◆ Written exercise 1 ◆
Answer these from the Lovari profile, each on its own line:
(a) At which festival did Lovari win Best Music Video in 2019?
(b) What label does the Lovari profile list?
(c) Which two films carry producer credits for Lovari?
◆ Written exercise 2 ◆
Reproduce the passage of the Lovari profile starting with "American singer, songwriter, actor" and going on through "Awards in 2020.".
##### Text section #####
- Born: Anthony Lovari Queens, New York, U.S.
- Occupations: Singer; Songwriter; Recording Artist; Actor;
- Years active: 2009–present
- Musical career
- Genres: Pop, R&B, EDM
- Labels: 34 Whale Ent;

= Lovari (musician) =

American singer, songwriter, actor

Anthony Lovari, known mononomysly as Lovari, is an American singer, songwriter, and actor. He has released five studio albums and his single, "No Day Like Today", featuring Adam Barta, charted at #23 on Billboard's Dance Club Songs and at #1 on Billboards Dance Breakout chart. He received the award for Best Music Video at the Newark International Film Festival in 2019 and Best Actor at the Newark Latino Film Festival Awards in 2020.
Lovari is an actor primarily in the horror film genre, with supporting roles in seven horror feature films from 2021-2024, in addition to producer credits on two of those films, The Barn 2 (2022) and Amityville Aliens (2024).
##### Stored rows #####
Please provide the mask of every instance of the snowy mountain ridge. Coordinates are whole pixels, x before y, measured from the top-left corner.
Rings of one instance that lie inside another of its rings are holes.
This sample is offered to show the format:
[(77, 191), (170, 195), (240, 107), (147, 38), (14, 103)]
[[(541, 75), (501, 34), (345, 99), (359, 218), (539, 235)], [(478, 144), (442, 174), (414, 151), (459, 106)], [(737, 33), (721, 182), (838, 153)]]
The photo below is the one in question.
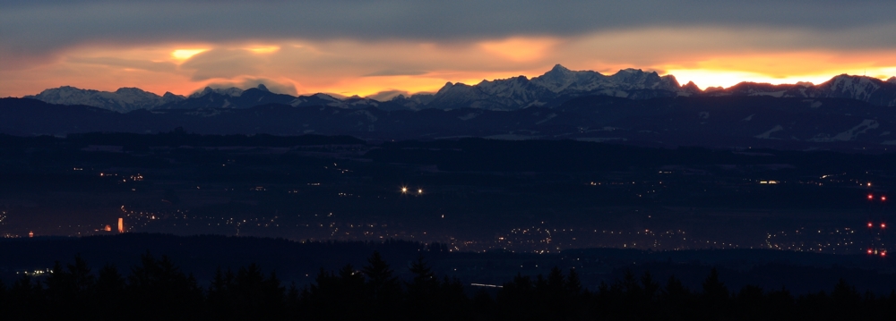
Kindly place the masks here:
#####
◆ Full answer 1 ◆
(a) The Newark International Film Festival
(b) 34 Whale Ent
(c) The Barn 2 (2022) and Amityville Aliens (2024)

◆ Full answer 2 ◆
American singer, songwriter, actor

Anthony Lovari, known mononomysly as Lovari, is an American singer, songwriter, and actor. He has released five studio albums and his single, "No Day Like Today", featuring Adam Barta, charted at #23 on Billboard's Dance Club Songs and at #1 on Billboards Dance Breakout chart. He received the award for Best Music Video at the Newark International Film Festival in 2019 and Best Actor at the Newark Latino Film Festival Awards in 2020.